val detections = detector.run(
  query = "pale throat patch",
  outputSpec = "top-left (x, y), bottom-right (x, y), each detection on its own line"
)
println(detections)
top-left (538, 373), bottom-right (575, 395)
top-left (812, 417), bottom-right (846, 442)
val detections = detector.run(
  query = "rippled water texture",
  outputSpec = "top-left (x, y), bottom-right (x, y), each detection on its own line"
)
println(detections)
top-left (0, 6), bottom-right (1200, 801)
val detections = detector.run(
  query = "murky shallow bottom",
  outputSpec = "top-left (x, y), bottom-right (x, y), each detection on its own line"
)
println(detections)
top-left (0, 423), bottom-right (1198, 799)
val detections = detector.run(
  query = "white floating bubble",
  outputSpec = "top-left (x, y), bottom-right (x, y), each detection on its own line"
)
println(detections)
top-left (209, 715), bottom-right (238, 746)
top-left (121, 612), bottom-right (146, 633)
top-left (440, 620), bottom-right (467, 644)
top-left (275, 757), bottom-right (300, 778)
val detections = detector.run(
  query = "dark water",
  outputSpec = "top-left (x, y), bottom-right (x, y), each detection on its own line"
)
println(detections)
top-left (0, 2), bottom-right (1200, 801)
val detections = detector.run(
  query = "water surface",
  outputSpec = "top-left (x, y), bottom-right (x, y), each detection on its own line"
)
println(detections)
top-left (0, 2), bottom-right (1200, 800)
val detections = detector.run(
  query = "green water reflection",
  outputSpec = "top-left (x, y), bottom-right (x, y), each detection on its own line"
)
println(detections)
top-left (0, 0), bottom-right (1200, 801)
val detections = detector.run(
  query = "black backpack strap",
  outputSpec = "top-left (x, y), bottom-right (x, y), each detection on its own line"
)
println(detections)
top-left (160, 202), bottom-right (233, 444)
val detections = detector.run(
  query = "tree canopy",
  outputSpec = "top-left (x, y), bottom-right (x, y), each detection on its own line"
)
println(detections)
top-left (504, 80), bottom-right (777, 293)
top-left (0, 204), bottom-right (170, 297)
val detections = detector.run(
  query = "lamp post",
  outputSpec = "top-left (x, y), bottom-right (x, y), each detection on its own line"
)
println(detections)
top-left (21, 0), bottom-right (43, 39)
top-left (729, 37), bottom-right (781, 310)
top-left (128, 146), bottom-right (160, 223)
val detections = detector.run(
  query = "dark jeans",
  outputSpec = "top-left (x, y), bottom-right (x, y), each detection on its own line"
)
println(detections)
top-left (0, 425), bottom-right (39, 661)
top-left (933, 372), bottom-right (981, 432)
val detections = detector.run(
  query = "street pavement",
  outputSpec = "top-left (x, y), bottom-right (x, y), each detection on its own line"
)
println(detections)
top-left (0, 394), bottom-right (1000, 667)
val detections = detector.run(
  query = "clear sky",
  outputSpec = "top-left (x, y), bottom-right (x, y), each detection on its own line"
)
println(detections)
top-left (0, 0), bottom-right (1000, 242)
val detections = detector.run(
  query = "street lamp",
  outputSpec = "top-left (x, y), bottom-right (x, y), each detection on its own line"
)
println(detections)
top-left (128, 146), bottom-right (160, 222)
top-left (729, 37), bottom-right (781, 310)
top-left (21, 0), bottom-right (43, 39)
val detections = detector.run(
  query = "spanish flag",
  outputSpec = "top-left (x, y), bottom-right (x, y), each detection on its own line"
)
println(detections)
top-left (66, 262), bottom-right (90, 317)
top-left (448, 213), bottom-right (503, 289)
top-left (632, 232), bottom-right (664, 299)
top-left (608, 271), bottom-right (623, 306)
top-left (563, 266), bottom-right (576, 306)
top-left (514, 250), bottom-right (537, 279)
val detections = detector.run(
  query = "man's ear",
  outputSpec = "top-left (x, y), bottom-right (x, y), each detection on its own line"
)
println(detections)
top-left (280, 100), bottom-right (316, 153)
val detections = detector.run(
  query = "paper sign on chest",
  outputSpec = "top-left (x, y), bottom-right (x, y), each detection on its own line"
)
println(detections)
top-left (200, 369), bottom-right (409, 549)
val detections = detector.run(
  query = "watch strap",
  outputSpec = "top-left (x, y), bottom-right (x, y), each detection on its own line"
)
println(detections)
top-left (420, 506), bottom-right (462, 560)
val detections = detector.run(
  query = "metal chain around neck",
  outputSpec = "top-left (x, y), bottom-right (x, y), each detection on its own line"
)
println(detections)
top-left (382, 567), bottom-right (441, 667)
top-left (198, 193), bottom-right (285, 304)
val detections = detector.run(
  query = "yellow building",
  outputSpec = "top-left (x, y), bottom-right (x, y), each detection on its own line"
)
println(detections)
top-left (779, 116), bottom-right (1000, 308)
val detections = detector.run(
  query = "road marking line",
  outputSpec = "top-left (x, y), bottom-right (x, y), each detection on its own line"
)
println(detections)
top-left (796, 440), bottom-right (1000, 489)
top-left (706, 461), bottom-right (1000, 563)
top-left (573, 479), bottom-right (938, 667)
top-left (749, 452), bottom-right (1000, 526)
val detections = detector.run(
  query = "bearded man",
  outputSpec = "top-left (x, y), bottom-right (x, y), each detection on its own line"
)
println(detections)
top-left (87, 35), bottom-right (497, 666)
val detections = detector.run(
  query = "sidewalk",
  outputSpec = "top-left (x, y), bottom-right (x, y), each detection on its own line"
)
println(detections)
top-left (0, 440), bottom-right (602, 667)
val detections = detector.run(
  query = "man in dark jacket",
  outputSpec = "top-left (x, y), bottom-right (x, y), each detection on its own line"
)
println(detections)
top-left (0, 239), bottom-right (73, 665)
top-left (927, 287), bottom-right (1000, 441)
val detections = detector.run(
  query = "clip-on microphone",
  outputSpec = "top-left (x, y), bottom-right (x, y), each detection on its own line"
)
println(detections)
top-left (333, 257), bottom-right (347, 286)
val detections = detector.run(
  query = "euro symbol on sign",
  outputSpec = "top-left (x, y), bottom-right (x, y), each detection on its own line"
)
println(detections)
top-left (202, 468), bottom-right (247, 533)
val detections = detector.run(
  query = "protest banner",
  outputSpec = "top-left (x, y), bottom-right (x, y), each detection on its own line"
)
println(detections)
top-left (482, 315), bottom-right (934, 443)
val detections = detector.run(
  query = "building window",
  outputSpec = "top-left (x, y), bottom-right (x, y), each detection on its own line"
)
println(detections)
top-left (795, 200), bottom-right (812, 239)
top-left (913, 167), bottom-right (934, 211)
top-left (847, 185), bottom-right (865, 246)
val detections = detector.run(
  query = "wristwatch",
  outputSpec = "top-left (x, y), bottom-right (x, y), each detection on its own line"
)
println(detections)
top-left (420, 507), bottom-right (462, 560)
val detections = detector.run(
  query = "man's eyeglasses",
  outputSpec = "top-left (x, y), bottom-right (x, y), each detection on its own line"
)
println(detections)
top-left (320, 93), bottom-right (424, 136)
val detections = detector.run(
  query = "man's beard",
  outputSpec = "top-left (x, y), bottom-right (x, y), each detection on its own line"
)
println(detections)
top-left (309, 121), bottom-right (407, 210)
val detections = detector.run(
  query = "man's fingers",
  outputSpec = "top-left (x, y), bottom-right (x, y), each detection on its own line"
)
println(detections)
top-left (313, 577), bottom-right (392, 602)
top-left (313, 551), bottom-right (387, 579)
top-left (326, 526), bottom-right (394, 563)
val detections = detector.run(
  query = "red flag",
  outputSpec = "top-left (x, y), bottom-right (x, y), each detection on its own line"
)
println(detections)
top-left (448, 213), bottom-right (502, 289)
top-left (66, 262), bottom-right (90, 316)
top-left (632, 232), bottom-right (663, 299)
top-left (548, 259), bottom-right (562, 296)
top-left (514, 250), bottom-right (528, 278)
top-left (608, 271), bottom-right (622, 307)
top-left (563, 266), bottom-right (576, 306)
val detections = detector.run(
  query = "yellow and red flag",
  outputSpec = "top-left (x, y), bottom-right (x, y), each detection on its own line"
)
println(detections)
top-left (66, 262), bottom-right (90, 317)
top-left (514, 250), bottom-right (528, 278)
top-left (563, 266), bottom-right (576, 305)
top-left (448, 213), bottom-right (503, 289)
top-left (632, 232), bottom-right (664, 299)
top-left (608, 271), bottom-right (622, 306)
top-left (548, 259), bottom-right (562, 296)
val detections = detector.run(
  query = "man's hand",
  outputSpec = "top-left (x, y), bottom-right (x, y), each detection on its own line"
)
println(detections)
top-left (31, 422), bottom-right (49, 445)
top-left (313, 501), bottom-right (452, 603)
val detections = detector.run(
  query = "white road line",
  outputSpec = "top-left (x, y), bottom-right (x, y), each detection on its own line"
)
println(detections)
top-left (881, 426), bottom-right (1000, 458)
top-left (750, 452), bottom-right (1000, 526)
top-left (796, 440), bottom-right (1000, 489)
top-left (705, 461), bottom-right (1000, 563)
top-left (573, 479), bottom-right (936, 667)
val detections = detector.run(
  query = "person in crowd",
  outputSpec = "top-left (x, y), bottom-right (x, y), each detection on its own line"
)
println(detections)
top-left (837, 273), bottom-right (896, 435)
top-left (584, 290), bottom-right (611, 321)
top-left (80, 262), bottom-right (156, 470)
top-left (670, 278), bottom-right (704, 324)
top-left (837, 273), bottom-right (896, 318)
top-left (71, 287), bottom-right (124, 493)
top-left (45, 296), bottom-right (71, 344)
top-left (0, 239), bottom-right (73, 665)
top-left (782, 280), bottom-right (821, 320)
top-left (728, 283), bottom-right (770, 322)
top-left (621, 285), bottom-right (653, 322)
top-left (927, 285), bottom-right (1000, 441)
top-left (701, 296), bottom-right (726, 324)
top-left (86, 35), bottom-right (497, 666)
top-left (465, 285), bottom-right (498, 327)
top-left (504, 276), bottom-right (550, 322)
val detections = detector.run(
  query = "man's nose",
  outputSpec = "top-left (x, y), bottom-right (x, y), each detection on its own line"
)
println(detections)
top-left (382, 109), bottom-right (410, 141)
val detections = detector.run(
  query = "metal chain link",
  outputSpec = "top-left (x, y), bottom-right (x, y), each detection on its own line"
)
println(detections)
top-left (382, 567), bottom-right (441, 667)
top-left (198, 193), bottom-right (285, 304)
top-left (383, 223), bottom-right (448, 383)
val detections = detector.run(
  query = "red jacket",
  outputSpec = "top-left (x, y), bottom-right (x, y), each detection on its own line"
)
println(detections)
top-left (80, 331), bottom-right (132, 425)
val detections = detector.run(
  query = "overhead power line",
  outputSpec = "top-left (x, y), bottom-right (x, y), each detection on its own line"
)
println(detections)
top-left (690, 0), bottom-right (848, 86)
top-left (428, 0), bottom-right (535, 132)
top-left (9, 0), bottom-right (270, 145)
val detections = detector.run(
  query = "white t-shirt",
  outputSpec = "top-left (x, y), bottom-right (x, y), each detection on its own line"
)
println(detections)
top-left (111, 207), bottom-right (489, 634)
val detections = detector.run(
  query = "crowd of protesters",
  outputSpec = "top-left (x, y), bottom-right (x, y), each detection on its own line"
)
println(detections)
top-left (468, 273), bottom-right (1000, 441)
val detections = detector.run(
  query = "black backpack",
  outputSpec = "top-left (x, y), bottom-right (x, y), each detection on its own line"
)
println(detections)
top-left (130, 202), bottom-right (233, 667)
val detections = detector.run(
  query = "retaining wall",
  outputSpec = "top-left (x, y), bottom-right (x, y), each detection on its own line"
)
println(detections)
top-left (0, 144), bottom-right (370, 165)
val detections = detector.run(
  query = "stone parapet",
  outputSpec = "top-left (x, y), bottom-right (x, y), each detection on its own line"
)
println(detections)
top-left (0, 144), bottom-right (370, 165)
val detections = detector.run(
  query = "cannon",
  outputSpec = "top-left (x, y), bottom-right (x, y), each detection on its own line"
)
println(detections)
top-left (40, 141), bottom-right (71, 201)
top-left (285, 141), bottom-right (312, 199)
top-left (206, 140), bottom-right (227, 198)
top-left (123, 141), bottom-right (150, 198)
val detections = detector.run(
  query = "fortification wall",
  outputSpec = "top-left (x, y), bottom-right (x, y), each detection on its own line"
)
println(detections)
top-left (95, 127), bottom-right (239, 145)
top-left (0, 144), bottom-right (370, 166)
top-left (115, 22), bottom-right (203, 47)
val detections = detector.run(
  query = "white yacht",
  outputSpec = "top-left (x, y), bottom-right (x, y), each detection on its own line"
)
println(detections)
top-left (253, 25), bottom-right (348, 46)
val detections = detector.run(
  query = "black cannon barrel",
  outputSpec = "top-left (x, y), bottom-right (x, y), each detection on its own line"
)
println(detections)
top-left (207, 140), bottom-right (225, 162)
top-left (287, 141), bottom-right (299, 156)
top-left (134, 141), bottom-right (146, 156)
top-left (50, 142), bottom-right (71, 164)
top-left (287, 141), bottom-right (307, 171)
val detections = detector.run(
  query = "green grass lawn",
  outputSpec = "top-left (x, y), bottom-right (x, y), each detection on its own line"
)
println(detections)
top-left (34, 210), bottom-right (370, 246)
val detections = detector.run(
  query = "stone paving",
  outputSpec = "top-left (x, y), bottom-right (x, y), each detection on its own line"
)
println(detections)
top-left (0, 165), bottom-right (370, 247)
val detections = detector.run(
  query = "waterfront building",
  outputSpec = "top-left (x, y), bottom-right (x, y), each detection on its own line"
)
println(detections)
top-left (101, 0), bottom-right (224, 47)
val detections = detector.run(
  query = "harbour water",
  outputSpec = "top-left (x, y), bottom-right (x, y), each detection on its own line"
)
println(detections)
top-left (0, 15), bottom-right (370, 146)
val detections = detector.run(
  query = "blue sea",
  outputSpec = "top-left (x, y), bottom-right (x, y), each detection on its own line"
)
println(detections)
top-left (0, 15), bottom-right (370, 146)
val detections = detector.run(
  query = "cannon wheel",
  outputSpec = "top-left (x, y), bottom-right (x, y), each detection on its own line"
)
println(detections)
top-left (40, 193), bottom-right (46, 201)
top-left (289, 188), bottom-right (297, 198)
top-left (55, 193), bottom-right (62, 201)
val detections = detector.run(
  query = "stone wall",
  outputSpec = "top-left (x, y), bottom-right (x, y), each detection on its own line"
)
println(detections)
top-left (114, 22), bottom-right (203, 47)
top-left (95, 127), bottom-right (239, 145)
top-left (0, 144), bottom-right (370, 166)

--

AIM: Please return each line from the rows above that contains the word "strap", copied without changes.

EXERCISE ANSWER:
  query = "black backpack strap",
  query = "watch strap",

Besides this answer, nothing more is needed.